▶ [Exercise description] Condense the paragraph in the sentencing reform passage that begins "Moving forward, La Fontaine says" into a short bulleted list that keeps its main points.

La Fontaine criticized the leadership of the sentencing reform movement, arguing that the voices of formerly and currently incarcerated people are often left out of the discussion and key decision-making moments. Their voices are usually spun and exploited by criminologists, lawyers and experts who are out of touch with the realities that formerly and currently incarcerated people deal with. Those leaders become a “buffer” or “spokespeople” for the formerly and currently incarcerated. “We are, unfortunately, forgotten and excluded from the meaningful discussions and decision-making tables,” La Fontaine said. “How come we weren’t there from the beginning in designing Prop. 47 with the authors and strategists?”
Moving forward, La Fontaine says that the language and perception of formerly and currently incarcerated people needs to change, with an emphasis on “people” rather than words like “offender.” Such words make it hard for people on the outside to recognize those who have been or are currently in prison as real people. Additionally, he said it’s important to “place those most directly impacted – the people in the case: African Americans, Native Americans, formerly incarcerated and currently incarcerated people … at the center of conversation, shaping policies, shaping funding priorities, shaping institutions, shaping press releases, shaping reports, and so forth.” He also added that employers should not discriminate against formerly incarcerated people nor should questions about past convictions be asked during the job application process.
All of Us or None started a campaign called “Ban the Box,” which calls for the elimination of questions and checking of the box about prior convictions in applications for employment, loans, housing, public benefits, insurance and other services. According to the organization:
Banning the box on public employment applications will contribute to public safety because it will promote stable employment in our communities. Communities of color and poor communities already are targeted by mass imprisonment, racial profiling, school closures, and low employment rates. People coming out of prison or county jails need to be able to feed their families, pay rent, and reunite with their families, and return [to] their lives as productive members of the community. People with jobs and stable community lives are much less likely to return committing crimes in order to survive.
“At the end of the day, our people gotta eat,” La Fontaine said.

▶ [Raw data]
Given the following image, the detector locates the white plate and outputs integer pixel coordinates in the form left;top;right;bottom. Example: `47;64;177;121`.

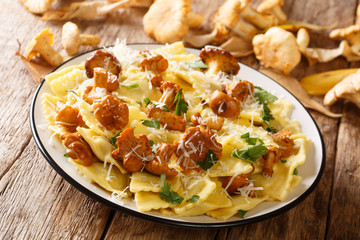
30;44;325;228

▶ [Written answer]
- The language and perception of formerly and currently incarcerated people should change. The emphasis should be on "people" rather than words like "offender," which make it hard for outsiders to see them as real people.
- Those most directly impacted (African Americans, Native Americans, and formerly and currently incarcerated people) should be at the center of conversation. They should shape policies, funding priorities, institutions, press releases and reports.
- Employers should not discriminate against formerly incarcerated people, and job applications should not ask about past convictions.